Stored dataset items:
╔══
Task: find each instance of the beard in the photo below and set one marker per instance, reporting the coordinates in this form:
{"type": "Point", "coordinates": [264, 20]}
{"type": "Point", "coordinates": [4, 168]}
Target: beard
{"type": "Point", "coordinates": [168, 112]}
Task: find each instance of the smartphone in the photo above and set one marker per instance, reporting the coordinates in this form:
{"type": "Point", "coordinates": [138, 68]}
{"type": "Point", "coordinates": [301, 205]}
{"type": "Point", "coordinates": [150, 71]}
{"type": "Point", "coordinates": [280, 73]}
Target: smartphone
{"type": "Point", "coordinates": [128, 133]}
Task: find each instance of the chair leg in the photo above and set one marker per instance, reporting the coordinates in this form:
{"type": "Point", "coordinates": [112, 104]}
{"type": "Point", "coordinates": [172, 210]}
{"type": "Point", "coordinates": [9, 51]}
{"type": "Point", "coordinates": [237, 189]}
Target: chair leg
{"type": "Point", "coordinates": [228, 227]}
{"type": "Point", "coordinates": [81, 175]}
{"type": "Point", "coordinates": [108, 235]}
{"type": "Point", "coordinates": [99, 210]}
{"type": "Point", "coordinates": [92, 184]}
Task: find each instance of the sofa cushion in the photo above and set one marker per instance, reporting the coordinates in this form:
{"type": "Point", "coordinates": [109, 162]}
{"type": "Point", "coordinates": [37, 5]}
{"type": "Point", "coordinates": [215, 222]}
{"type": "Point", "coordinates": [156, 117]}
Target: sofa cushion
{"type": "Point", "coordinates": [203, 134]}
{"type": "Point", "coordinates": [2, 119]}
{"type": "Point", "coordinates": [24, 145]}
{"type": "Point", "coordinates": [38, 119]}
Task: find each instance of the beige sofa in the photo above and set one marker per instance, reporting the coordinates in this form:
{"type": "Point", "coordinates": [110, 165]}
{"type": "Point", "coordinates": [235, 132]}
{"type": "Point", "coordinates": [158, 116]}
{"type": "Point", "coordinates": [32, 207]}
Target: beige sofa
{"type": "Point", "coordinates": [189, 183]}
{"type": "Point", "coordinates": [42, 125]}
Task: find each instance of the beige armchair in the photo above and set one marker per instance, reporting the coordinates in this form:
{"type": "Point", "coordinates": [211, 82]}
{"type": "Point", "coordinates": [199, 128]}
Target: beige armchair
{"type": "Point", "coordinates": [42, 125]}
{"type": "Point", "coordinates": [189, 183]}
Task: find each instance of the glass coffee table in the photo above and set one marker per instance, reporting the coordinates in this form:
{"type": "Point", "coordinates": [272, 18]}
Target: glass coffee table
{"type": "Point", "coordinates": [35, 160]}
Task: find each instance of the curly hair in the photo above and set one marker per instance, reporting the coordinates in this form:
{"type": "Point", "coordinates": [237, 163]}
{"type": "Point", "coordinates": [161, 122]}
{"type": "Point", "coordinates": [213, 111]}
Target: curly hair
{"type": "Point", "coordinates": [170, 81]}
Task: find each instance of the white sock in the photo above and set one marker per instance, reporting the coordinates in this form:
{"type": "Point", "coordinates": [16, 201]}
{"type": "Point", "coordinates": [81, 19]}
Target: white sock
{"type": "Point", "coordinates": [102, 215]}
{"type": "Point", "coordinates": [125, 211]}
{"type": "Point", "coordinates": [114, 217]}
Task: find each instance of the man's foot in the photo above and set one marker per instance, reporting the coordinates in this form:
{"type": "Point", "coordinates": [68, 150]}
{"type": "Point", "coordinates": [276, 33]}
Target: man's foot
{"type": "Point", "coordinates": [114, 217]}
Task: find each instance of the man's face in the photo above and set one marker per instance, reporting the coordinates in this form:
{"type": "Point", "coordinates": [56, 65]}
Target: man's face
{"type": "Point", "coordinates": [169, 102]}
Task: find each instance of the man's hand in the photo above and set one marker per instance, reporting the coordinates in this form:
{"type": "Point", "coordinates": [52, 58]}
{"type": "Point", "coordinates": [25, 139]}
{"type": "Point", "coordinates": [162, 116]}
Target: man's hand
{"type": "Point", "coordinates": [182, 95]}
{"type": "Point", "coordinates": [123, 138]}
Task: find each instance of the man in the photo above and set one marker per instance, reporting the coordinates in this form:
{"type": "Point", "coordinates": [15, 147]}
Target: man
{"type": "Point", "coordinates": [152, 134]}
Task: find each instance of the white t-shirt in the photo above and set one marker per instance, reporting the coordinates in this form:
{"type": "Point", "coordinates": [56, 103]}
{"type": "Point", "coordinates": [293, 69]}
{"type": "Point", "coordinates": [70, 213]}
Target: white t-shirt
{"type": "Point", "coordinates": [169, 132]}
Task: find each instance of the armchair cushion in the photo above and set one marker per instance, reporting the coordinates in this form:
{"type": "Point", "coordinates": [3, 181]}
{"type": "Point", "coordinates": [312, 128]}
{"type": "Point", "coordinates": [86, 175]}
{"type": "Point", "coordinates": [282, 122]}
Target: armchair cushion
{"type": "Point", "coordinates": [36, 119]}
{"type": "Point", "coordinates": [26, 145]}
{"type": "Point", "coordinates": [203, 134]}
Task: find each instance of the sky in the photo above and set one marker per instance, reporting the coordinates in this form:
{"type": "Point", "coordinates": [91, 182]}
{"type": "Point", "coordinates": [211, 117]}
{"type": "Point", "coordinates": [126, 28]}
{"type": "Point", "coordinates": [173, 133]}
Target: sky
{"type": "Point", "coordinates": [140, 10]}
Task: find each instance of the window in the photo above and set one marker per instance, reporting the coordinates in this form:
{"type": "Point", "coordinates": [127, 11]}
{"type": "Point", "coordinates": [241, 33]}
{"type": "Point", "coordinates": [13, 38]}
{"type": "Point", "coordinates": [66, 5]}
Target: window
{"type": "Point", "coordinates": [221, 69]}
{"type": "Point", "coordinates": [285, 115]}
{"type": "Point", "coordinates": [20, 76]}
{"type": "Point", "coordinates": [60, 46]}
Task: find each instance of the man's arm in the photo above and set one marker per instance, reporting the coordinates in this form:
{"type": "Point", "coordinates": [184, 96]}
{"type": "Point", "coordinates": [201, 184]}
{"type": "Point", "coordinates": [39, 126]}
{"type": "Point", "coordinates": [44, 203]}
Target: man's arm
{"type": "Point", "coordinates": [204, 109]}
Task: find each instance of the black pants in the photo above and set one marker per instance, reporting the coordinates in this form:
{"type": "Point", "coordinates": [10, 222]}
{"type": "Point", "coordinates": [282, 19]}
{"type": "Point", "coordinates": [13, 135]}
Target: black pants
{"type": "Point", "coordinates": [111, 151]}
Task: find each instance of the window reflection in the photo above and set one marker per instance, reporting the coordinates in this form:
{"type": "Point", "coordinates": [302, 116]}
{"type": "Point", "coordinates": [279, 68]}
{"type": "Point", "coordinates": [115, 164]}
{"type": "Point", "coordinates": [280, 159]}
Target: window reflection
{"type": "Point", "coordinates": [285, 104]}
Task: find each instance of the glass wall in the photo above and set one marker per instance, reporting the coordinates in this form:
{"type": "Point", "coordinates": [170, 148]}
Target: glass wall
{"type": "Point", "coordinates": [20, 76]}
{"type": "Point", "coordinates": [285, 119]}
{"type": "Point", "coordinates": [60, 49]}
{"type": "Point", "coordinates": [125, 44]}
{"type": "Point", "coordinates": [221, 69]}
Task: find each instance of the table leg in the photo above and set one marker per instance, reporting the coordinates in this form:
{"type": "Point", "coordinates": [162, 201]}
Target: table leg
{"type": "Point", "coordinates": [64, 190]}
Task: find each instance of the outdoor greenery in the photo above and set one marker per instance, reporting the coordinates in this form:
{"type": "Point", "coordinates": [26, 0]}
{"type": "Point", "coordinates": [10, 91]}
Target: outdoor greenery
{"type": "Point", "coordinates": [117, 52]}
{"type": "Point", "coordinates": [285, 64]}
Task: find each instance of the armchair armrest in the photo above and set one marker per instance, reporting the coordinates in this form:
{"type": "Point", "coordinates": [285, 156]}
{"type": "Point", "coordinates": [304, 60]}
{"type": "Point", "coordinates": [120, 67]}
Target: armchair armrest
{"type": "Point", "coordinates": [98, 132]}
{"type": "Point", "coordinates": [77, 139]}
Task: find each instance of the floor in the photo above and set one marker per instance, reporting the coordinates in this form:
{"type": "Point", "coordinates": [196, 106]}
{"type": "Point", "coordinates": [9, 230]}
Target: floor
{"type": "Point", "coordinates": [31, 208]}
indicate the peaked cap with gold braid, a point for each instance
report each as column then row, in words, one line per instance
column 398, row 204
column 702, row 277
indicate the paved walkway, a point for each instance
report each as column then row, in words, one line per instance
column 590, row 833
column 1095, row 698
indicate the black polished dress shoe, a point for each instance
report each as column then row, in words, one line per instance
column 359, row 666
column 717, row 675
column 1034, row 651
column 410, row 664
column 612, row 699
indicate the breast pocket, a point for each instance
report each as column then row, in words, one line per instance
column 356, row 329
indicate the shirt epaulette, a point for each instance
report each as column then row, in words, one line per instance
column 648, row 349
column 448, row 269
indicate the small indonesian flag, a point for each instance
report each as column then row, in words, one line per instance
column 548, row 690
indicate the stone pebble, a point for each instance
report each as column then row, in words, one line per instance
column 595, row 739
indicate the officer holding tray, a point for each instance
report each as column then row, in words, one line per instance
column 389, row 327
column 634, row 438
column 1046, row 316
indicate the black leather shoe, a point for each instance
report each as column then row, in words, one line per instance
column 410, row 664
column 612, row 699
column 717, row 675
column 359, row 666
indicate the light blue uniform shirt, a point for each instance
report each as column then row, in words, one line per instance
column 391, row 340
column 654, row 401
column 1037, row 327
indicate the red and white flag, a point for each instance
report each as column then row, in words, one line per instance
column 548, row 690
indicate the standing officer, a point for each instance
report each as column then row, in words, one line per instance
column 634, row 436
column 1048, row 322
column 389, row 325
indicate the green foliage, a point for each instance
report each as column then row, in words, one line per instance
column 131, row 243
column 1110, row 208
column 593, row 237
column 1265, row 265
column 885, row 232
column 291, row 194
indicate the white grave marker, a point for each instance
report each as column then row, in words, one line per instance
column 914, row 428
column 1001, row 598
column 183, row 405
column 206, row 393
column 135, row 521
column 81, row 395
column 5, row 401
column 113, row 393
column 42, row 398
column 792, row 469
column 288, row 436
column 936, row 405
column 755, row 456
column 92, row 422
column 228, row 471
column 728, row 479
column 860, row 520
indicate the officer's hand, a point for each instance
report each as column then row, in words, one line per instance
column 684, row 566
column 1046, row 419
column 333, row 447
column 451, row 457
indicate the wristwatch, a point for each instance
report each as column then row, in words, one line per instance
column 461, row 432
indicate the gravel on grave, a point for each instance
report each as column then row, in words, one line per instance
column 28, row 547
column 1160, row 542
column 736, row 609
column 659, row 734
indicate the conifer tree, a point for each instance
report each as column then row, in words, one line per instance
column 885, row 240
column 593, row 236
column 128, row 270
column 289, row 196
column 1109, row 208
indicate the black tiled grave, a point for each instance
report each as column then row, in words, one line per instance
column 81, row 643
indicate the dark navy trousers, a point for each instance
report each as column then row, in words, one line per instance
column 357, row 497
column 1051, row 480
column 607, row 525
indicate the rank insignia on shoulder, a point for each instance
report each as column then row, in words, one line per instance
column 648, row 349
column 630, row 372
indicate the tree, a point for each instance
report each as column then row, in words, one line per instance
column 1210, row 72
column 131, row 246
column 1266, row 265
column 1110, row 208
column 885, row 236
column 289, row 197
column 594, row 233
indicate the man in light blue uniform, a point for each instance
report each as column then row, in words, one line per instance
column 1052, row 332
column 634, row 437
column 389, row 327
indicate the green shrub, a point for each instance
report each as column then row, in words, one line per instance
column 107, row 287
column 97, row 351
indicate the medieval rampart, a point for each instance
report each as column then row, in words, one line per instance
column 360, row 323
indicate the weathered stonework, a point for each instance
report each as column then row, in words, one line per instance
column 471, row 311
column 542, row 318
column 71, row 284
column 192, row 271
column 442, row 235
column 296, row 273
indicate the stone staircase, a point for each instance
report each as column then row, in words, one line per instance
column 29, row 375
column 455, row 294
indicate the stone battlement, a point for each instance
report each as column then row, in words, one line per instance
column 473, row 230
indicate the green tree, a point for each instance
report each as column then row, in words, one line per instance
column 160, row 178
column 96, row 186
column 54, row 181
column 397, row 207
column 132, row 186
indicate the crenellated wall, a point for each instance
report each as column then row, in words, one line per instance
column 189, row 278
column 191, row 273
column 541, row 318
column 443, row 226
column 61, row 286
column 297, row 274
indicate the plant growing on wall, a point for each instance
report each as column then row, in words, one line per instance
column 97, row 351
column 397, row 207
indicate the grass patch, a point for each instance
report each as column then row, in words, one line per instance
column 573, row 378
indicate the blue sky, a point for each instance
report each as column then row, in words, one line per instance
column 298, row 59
╚══
*PROBLEM DETAILS*
Look through the data above. Each line containing the word "blue" needs to be copied.

*ANSWER SPACE*
indicate the light blue uniform shirt, a point for each instance
indicate the man in light blue uniform, a point for each instance
indicate the blue sky, a point for each instance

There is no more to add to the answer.